- [Выбранный отрывок]:
- - - -

Застенчиво подходит позирующий и смотрит на свой портрет.
После Кублич перешли старую границу. Стояли столбы полосатые, наши — с гербами и польские — с орлами. На меня сильное впечатление произвела граница, здесь когда-то ходили часовые, выслеживали диверсантов…
Движемся второй день. В час ночи пришли в деревню Углы, начали искать ночлег, распределяться по хатам. Я, Фролов Митя — начальник особого отдела бригады и, кажется, Миша Чайкин стучали в избу долго, никто не открывал, потом дверь открылась, и нас впустила в хату молодая женщина. Изба была просторная, на печи притаился муж хозяйки, здоровенный парень, на лаве у печи лежала девочка-подросток. Приняли нас неохотно. Спросил хозяина:
— Чего ж ты сам не шел открывать, а послал женку с печи?
Женщина вдруг засмеялась:
— Да он боится схлопотать, вот меня и посылает, надеется, я беду отведу.
Отдохнули и к рассвету пошли на железную дорогу. Ярмош, он в армии был капитаном артиллерии, поставил орудие в соснячке у линии; мы залегли на взгорке.
Показался длинный состав, перед паровозом шли две платформы. Ярмош навел орудие и выстрелил прямой наводкой. Паровоз окутался белым паром, снаряд попал точно в паровой котел, поезд остановился, лязг… и в следующее мгновенье взрыв! — это минеры сработали, взорвали тол под хвостом поезда. Пулеметы наши залились короткими и длинными очередями, поливая состав. Через пять минут взвилась ракета, все сорвались и побежали к вагонам. Но людей в эшелоне не оказалось, зато несколько взорванных вагонов были загружены зерном. Я был в голове состава, когда сбоку ударил крупнокалиберный пулемет. Опять ракета, но белая — сигнал отхода! Ваня Китица передал мне красный фонарь с паровоза, и мы начали перебежками двигаться назад к лесу, так как немцы простреливали все сильнее вдоль линии, стараясь отрезать партизан от состава.
Все были очень довольны, отходили к деревне, и каждый рассказывал о своих ощущениях и действиях, я гордился своим фонарем: здорово, для фото приспособим.
Пришли на квартиру. Хозяева уже перестали дичиться, встретили нас наваренной бульбой. Хозяин оказался старостой деревни, жена его была полькой, очень смешливой, хорошенькой и ловкой, звали ее Ядя, Ядвига. Исчезла отчужденность, много было шуток и смеха в хате этой веселой женщины, она была настоящей хранительницей очага, во всем чувствовалось, как оберегает Ядя своего мужа. С мужем ее, старостой, у Мити Фролова состоялась договоренность: как только мы выступим из деревни, он должен бежать в райцентр и заявить в полицию; но до райцентра километров пятнадцать, так что рассчитано было — пока он дойдет заявить, мы будем уже далеко, а ему отвечать не придется, что умолчал.

- - - -

- [Собранные данные]:
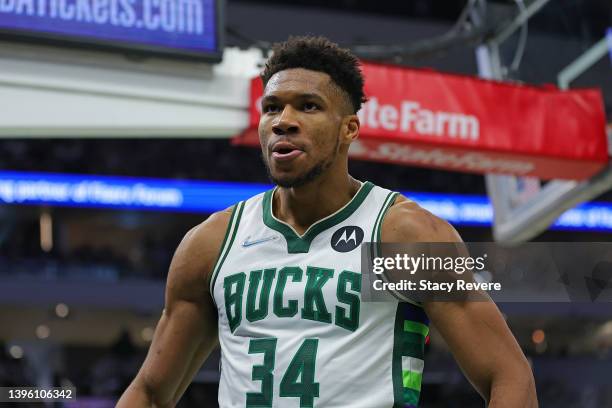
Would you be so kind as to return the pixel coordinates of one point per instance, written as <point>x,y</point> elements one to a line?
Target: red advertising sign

- - - -

- [Задание A]: Назовите всех людей, которые упомянуты в отрывке по имени или фамилии.
- [Задание B]:
Ответьте по отрывку на вопросы:
(i) В какую деревню пришли в час ночи на второй день движения?
(ii) Кем был Ярмош в армии?
(iii) Чем были загружены взорванные вагоны?
- [Задание C]: Воспроизведите дословно часть отрывка: начните со слов «Показался длинный состав, перед» и остановитесь после слов «партизан от состава.».

- [Решение A]: Митя Фролов, Миша Чайкин, Ярмош, Ваня Китица и Ядя (Ядвига).

- [Решение B]:
(i) Пришли в деревню Углы.
(ii) Ярмош был капитаном артиллерии.
(iii) Вагоны были загружены зерном.

- [Решение C]:
Показался длинный состав, перед паровозом шли две платформы. Ярмош навел орудие и выстрелил прямой наводкой. Паровоз окутался белым паром, снаряд попал точно в паровой котел, поезд остановился, лязг… и в следующее мгновенье взрыв! — это минеры сработали, взорвали тол под хвостом поезда. Пулеметы наши залились короткими и длинными очередями, поливая состав. Через пять минут взвилась ракета, все сорвались и побежали к вагонам. Но людей в эшелоне не оказалось, зато несколько взорванных вагонов были загружены зерном. Я был в голове состава, когда сбоку ударил крупнокалиберный пулемет. Опять ракета, но белая — сигнал отхода! Ваня Китица передал мне красный фонарь с паровоза, и мы начали перебежками двигаться назад к лесу, так как немцы простреливали все сильнее вдоль линии, стараясь отрезать партизан от состава.